Supplied records -
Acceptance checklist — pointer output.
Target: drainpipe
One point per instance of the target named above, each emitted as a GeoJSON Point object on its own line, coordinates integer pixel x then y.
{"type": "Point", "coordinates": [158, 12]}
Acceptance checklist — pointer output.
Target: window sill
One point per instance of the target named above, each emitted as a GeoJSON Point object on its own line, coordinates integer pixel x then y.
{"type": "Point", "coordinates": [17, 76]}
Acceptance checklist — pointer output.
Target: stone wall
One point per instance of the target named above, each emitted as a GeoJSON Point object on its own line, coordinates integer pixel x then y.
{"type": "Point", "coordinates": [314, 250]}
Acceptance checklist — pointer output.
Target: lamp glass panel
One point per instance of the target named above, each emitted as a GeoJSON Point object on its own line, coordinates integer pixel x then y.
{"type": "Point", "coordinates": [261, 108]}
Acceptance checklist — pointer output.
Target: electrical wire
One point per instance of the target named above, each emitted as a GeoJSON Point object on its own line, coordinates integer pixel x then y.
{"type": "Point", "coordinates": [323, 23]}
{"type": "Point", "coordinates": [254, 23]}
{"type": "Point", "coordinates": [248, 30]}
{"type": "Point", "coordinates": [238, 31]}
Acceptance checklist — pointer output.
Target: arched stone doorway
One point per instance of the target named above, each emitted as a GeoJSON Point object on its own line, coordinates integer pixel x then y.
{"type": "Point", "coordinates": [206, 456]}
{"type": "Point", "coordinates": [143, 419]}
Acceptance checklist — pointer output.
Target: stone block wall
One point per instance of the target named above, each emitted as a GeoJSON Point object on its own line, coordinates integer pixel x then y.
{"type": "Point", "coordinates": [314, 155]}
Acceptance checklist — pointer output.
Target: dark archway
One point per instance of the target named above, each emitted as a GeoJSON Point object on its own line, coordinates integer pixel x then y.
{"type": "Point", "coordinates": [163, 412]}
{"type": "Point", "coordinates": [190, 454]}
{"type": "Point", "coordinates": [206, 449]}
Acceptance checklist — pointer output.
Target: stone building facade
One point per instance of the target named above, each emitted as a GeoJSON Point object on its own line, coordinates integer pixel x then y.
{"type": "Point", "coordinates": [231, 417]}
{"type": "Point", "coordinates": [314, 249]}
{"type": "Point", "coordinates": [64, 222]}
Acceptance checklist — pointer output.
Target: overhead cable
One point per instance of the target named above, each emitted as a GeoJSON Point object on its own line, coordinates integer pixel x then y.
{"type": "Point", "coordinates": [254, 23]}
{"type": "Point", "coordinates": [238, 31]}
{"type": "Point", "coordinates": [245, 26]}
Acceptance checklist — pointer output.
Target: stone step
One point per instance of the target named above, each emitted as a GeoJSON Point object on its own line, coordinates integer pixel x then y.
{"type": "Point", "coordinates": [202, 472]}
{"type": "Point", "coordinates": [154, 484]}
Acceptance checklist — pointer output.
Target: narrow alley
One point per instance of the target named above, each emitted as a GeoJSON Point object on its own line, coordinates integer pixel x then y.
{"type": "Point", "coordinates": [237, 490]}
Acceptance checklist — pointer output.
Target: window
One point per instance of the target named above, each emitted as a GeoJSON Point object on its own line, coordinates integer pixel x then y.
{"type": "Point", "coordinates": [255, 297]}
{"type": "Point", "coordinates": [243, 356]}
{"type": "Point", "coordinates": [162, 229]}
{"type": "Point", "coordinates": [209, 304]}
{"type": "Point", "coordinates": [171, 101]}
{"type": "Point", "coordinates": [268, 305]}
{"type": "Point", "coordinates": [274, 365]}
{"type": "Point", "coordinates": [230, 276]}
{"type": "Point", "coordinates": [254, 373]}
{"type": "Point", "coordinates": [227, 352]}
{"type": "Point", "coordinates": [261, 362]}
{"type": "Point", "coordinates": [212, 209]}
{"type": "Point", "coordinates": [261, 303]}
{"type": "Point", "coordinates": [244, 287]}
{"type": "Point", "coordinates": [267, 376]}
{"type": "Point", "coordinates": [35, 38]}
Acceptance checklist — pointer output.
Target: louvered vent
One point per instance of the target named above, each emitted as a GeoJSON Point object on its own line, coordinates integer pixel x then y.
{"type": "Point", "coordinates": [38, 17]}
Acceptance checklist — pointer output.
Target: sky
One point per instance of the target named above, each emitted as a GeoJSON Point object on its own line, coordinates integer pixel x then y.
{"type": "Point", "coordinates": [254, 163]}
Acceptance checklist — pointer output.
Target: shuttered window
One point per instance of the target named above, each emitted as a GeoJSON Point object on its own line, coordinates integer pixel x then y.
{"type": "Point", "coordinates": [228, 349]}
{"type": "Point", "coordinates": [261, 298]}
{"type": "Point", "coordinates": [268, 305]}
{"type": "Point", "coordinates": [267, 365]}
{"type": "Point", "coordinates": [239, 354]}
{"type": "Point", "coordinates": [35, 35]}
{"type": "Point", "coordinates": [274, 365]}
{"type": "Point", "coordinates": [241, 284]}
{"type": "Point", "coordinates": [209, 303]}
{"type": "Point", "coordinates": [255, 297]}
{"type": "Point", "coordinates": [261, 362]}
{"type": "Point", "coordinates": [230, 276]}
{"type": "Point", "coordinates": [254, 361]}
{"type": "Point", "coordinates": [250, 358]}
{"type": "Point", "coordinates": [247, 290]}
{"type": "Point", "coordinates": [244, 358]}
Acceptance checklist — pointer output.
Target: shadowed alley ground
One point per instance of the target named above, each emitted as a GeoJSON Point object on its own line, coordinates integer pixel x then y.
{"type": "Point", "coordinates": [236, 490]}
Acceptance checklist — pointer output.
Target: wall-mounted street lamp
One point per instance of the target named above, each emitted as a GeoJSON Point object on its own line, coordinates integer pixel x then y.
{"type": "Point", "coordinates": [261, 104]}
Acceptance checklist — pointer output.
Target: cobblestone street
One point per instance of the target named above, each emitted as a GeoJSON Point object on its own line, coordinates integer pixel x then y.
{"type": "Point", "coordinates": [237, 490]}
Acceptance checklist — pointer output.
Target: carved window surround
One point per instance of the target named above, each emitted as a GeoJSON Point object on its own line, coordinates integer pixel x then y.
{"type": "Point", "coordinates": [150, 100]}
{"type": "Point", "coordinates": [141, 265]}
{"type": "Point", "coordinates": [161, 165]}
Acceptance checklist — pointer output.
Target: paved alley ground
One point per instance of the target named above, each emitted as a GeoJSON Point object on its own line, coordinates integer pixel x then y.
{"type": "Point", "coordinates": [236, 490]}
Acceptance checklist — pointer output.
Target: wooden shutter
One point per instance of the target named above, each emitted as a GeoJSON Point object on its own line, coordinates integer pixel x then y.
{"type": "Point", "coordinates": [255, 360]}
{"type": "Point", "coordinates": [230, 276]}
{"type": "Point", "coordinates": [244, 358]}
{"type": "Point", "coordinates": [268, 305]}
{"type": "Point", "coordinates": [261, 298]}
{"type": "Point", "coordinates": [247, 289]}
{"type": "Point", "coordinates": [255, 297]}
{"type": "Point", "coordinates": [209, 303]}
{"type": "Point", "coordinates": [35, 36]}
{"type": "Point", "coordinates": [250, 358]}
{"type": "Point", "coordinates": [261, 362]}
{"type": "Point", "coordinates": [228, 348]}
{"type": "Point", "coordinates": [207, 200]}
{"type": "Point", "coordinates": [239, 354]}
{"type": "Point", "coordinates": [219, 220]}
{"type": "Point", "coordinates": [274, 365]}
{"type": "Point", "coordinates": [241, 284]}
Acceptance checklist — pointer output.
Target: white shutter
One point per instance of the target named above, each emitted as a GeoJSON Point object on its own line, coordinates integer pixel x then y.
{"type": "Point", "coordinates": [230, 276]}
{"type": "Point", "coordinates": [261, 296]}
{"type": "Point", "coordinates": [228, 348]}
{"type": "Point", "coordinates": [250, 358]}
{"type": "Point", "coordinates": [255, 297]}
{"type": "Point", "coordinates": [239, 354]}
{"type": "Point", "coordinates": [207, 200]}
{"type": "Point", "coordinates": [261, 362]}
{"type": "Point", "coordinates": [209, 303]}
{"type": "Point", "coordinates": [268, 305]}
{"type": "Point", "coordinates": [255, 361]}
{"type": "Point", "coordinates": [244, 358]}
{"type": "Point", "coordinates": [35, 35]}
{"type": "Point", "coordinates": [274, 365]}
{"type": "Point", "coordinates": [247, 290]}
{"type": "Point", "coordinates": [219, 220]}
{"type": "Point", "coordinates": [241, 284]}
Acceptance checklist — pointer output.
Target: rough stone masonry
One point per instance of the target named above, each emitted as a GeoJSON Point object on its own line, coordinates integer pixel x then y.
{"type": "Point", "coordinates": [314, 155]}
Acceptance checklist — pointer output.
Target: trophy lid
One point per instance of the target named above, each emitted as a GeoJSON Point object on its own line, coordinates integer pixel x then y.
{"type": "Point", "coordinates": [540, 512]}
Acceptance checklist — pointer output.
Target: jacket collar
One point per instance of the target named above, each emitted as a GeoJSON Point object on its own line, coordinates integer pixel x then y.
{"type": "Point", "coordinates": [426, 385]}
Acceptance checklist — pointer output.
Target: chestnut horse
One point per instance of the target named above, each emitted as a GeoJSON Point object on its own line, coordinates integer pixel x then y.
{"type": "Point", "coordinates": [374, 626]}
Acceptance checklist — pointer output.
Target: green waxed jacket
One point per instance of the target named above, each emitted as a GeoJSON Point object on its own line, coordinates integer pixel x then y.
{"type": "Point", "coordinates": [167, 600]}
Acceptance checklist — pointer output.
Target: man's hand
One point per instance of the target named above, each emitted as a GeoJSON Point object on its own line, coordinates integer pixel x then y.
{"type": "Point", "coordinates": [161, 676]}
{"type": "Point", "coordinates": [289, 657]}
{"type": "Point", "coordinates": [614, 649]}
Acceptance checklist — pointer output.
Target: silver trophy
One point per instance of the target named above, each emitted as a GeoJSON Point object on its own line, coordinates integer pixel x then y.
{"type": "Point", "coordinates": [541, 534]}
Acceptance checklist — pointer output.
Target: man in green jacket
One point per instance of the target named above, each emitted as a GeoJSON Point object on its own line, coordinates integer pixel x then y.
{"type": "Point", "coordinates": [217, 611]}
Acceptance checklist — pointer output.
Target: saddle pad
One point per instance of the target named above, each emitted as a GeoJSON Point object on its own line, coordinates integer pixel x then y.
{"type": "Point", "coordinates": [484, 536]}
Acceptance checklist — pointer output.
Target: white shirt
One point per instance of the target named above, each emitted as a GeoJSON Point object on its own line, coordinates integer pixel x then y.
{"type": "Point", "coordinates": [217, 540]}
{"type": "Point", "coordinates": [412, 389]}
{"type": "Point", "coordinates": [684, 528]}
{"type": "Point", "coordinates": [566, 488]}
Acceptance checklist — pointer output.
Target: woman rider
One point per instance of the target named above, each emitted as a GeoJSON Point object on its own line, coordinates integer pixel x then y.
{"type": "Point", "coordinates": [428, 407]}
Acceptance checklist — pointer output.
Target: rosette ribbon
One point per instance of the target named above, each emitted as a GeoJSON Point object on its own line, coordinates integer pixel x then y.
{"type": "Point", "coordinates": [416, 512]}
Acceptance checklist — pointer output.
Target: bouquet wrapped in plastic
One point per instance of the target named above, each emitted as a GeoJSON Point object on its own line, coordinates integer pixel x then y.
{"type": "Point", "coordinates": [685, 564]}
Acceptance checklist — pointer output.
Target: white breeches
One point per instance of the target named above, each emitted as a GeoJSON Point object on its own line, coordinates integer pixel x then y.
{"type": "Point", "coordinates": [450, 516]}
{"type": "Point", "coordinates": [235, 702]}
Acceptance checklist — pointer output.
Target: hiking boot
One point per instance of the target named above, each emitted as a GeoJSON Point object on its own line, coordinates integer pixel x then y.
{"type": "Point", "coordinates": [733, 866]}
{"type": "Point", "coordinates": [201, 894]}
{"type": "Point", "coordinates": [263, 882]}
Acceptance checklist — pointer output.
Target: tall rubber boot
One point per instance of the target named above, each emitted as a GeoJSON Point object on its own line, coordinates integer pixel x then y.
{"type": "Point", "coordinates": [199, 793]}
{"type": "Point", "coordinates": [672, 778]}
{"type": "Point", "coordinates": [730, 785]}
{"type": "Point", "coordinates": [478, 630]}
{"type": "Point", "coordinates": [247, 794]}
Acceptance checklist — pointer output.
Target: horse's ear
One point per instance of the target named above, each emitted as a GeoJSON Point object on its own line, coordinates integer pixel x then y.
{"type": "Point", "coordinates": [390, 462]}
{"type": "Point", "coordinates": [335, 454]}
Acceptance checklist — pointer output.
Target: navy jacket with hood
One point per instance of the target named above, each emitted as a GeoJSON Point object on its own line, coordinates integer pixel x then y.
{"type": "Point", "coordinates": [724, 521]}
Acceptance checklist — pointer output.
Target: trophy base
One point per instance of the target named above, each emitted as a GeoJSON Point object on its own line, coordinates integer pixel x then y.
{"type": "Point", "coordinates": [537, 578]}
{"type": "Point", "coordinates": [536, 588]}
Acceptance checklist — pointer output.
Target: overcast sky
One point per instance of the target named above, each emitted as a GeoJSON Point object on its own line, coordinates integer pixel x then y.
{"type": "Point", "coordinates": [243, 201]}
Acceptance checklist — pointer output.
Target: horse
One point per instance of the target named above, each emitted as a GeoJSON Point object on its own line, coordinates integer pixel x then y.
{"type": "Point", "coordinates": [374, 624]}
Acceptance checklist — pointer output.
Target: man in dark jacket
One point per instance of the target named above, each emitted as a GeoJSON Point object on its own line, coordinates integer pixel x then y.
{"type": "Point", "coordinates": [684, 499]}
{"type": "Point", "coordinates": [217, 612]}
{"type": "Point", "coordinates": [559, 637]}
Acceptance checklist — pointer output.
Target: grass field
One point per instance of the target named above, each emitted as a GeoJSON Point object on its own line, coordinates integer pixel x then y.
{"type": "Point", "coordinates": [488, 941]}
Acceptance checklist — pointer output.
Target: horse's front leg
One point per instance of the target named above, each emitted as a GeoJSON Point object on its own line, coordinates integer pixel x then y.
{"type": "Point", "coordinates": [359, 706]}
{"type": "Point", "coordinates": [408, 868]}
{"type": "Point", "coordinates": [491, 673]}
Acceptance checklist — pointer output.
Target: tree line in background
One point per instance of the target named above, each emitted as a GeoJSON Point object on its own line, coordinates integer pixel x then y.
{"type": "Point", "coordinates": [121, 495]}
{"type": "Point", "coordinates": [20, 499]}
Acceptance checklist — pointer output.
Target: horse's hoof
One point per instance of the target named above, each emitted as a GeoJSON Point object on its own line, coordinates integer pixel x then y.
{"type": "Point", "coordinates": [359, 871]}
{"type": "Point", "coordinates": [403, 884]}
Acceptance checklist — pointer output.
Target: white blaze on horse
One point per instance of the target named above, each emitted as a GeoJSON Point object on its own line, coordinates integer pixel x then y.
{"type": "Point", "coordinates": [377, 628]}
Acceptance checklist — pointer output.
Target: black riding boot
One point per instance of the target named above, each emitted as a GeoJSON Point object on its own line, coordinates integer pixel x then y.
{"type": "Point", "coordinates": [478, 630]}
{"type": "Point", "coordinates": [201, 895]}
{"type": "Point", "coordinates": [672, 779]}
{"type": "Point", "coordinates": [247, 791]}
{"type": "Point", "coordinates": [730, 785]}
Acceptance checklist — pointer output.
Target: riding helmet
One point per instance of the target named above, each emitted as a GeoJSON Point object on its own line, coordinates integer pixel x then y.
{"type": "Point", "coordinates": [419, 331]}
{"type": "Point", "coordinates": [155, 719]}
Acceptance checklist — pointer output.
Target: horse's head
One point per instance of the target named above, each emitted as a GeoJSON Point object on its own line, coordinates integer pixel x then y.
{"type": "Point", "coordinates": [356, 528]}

What is needed - Your answer should consist solely of the lines above from the line with "Target: grass field" to the line with "Target: horse's hoof", both included, reproduced exactly.

Your response -
Target: grass field
One point per instance of the target named above, each emitted as a GeoJSON Point object on its own line, coordinates integer pixel x then y.
{"type": "Point", "coordinates": [488, 941]}
Acceptance checklist — pointer output.
Target: horse's front leg
One point per instance of the target named above, each emitted as a GeoJSON Point object on its own line, coordinates integer pixel x then y.
{"type": "Point", "coordinates": [359, 706]}
{"type": "Point", "coordinates": [408, 868]}
{"type": "Point", "coordinates": [491, 673]}
Acceptance checklist — pointer output.
Target: tree line in background
One point per instance of the target named above, each emitted as a GeoJSON Point object on its own line, coordinates integer pixel x then y.
{"type": "Point", "coordinates": [121, 495]}
{"type": "Point", "coordinates": [20, 499]}
Acceptance checklist — pointer output.
Target: horse's hoof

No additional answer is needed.